- [What the task asks]:
Count the lines in the entries below that contain the word "siding", treating uppercase and lowercase as different, and give only the number.

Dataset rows
──────────────────────────────

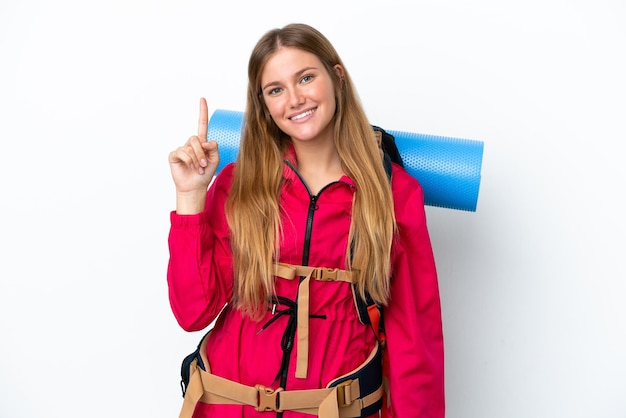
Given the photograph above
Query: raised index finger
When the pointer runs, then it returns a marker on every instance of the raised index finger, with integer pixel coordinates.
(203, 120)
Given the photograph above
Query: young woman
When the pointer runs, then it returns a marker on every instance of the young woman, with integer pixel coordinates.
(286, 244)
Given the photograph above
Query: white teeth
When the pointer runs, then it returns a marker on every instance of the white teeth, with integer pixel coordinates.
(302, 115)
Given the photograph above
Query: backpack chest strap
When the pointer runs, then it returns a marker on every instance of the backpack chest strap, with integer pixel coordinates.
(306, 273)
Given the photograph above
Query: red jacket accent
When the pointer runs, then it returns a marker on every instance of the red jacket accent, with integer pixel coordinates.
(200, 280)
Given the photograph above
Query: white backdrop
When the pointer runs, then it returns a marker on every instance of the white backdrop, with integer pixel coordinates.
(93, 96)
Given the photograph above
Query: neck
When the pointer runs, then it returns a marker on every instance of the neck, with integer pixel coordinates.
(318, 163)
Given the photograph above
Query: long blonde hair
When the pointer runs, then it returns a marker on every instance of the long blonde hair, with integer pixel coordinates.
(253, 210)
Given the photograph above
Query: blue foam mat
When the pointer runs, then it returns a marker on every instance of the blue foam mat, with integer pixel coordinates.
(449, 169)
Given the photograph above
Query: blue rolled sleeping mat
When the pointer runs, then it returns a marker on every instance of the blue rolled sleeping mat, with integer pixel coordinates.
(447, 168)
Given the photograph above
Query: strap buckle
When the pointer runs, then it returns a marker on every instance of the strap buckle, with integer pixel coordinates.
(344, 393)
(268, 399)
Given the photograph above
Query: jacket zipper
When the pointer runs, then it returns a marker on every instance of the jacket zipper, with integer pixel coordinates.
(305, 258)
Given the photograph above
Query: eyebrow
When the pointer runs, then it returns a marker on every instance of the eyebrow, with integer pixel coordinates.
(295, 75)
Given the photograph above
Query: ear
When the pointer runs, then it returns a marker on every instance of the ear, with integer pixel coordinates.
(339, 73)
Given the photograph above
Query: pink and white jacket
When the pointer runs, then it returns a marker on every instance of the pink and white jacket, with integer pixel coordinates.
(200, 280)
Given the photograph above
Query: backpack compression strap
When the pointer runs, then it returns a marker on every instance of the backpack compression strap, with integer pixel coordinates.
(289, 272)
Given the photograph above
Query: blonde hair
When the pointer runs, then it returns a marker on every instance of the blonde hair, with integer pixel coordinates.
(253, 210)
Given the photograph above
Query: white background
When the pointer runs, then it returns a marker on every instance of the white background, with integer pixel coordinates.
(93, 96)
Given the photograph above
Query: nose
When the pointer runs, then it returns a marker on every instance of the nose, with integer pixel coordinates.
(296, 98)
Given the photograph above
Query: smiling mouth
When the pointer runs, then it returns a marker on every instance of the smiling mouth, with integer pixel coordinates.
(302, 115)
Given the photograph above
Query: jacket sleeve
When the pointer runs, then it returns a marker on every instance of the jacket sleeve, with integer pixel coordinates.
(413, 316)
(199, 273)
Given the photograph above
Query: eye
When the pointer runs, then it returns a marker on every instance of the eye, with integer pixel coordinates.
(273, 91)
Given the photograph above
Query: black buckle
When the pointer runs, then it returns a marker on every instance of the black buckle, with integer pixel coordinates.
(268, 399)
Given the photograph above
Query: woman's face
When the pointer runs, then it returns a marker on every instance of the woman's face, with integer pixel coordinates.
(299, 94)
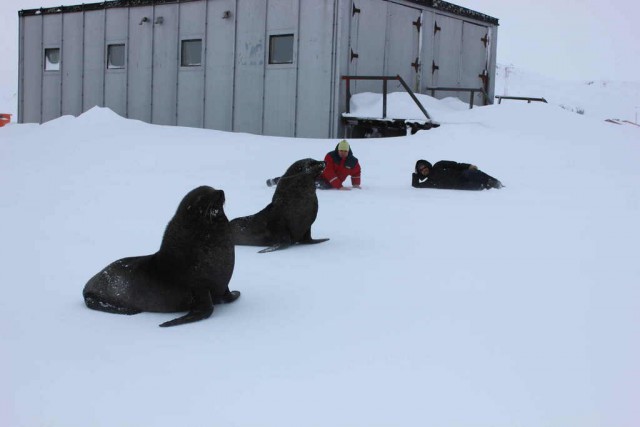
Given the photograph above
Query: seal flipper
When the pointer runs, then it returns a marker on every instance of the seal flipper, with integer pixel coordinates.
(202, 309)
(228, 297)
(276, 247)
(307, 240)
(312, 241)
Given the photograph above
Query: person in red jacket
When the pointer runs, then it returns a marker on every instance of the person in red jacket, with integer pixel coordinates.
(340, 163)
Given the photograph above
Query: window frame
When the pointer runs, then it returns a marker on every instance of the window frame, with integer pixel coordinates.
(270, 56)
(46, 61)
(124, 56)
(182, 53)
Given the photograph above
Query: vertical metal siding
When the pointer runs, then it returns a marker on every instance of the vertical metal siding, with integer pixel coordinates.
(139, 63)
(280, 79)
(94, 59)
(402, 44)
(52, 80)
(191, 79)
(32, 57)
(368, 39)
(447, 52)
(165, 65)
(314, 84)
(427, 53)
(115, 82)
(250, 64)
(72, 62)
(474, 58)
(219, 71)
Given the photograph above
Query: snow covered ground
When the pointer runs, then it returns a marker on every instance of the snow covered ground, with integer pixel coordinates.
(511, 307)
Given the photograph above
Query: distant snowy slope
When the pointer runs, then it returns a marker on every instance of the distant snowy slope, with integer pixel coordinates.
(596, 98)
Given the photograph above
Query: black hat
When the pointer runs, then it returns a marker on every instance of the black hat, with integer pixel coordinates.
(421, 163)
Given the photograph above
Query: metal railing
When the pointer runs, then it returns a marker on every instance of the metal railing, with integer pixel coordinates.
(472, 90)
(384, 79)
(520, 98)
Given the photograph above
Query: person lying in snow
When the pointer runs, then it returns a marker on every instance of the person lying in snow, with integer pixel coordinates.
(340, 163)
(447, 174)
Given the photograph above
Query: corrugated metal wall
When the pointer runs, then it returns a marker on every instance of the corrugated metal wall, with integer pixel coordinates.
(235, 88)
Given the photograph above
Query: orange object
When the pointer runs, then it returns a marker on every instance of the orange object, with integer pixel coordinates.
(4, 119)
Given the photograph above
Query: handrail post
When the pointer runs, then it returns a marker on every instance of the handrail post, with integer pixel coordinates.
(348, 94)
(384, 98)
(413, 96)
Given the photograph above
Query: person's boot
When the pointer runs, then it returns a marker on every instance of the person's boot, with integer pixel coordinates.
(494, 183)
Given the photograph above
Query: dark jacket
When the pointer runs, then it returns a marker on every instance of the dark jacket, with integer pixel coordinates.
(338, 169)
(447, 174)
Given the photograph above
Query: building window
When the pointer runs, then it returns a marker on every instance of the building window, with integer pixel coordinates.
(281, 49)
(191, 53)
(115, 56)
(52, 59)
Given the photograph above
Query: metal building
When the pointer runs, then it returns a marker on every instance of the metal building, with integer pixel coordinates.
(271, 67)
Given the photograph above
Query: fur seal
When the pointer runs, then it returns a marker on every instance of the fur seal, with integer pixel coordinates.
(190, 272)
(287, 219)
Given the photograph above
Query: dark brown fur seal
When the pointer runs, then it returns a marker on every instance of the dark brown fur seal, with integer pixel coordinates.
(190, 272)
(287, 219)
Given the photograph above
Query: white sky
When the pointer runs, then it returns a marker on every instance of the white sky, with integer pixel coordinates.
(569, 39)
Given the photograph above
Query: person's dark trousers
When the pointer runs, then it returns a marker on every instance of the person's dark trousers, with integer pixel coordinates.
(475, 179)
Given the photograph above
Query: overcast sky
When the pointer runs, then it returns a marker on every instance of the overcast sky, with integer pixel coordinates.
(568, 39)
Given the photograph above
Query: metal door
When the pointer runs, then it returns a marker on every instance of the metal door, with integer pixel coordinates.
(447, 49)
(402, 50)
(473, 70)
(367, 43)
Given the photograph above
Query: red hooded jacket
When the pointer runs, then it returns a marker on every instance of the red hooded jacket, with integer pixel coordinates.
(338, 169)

──────────────────────────────

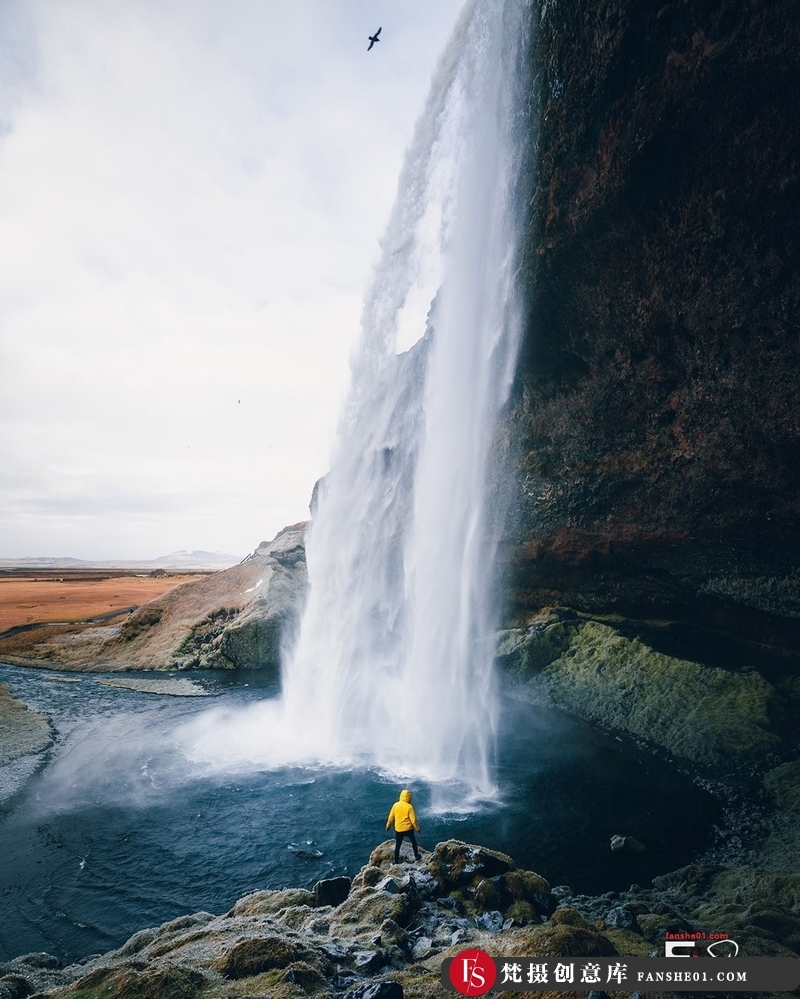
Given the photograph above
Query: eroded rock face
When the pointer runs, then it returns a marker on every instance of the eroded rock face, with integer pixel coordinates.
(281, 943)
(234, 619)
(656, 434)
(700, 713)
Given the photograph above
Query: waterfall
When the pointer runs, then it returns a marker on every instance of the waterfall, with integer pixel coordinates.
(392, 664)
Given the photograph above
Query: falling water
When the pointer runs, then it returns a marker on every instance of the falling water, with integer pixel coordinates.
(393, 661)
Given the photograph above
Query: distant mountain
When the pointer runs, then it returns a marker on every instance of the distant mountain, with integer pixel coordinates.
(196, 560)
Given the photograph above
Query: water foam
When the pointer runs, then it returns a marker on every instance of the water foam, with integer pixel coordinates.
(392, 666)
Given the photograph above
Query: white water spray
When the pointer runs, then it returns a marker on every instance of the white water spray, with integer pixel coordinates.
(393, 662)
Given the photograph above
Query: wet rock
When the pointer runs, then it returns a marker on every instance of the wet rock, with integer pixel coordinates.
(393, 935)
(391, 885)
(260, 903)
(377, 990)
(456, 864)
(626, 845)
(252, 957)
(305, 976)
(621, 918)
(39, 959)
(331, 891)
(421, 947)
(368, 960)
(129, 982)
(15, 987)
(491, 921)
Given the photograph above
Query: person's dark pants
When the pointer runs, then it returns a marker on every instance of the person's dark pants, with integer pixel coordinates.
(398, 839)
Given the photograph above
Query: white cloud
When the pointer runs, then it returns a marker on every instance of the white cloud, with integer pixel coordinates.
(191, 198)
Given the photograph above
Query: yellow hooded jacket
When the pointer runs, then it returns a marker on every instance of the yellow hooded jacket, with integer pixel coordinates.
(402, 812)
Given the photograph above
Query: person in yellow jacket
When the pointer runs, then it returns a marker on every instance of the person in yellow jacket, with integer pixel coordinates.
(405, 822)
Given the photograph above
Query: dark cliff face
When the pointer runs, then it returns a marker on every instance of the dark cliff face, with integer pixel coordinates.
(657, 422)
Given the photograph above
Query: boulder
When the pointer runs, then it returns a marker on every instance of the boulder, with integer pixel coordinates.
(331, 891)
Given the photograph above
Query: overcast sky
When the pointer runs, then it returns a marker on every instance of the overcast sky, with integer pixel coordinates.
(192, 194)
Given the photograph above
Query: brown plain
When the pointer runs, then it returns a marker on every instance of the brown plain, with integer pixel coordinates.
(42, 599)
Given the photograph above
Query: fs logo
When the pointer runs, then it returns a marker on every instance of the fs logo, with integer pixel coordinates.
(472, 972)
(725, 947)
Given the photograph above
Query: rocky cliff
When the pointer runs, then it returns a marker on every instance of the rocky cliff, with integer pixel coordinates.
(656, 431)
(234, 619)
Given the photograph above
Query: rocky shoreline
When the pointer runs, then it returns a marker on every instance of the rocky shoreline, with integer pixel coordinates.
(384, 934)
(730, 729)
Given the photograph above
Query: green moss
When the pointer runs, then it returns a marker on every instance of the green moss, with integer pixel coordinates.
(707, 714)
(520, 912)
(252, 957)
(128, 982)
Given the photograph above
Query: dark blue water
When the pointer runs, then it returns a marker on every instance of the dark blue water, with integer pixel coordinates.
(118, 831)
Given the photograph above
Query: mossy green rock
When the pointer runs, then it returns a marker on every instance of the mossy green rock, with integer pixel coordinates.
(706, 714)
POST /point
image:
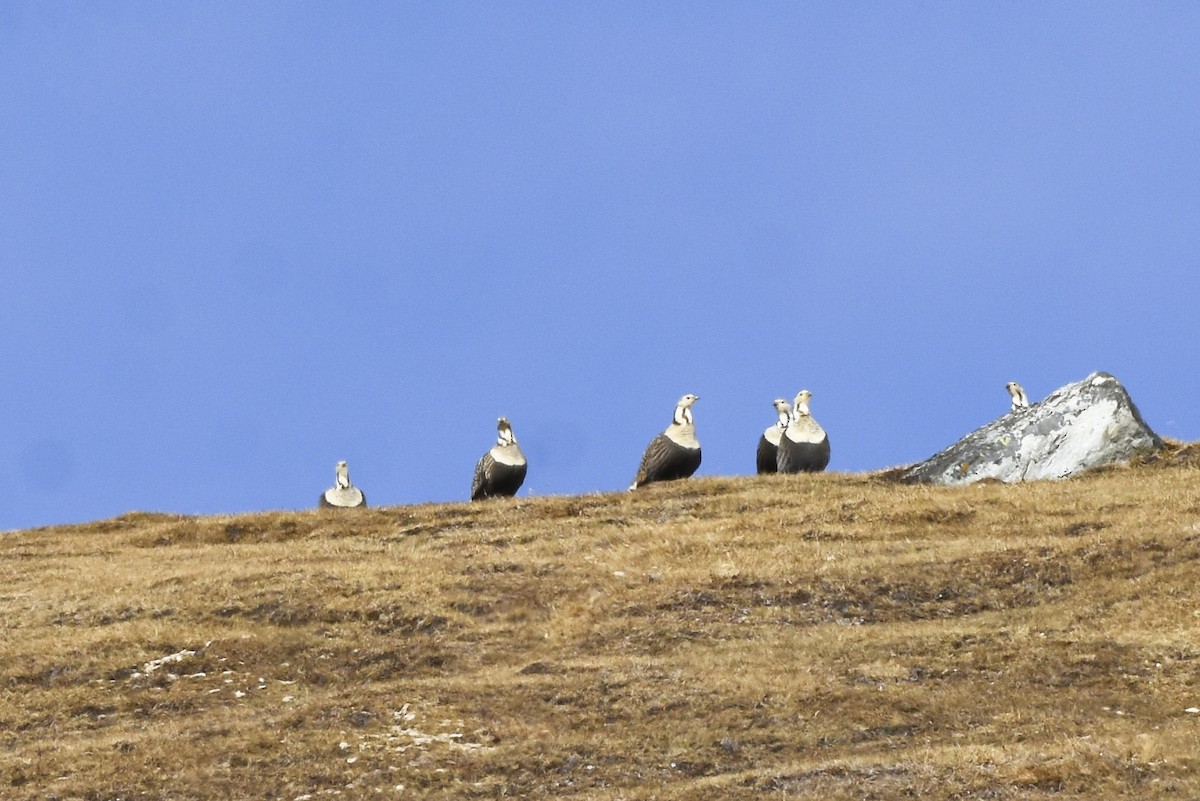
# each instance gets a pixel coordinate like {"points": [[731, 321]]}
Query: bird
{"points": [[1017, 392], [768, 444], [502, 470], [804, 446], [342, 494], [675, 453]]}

──────────────────────────────

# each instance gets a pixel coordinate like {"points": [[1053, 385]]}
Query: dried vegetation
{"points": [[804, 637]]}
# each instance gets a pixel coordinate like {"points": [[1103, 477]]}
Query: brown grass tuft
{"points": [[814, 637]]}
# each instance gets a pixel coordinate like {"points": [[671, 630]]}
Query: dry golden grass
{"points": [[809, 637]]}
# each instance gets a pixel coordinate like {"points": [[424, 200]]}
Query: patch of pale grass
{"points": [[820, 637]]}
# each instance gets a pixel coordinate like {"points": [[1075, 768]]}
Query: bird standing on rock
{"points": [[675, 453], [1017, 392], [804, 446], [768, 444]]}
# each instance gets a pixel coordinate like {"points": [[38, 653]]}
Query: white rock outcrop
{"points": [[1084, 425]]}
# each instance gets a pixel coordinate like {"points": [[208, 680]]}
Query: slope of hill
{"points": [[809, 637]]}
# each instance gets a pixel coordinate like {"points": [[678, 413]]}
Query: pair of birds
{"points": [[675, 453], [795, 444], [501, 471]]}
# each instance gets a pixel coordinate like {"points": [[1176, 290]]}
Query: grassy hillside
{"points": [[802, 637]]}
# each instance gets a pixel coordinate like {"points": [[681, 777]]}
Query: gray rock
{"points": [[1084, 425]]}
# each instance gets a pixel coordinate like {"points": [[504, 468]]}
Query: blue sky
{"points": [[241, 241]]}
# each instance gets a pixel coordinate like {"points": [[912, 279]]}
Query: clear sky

──────────────────────────────

- [Result]:
2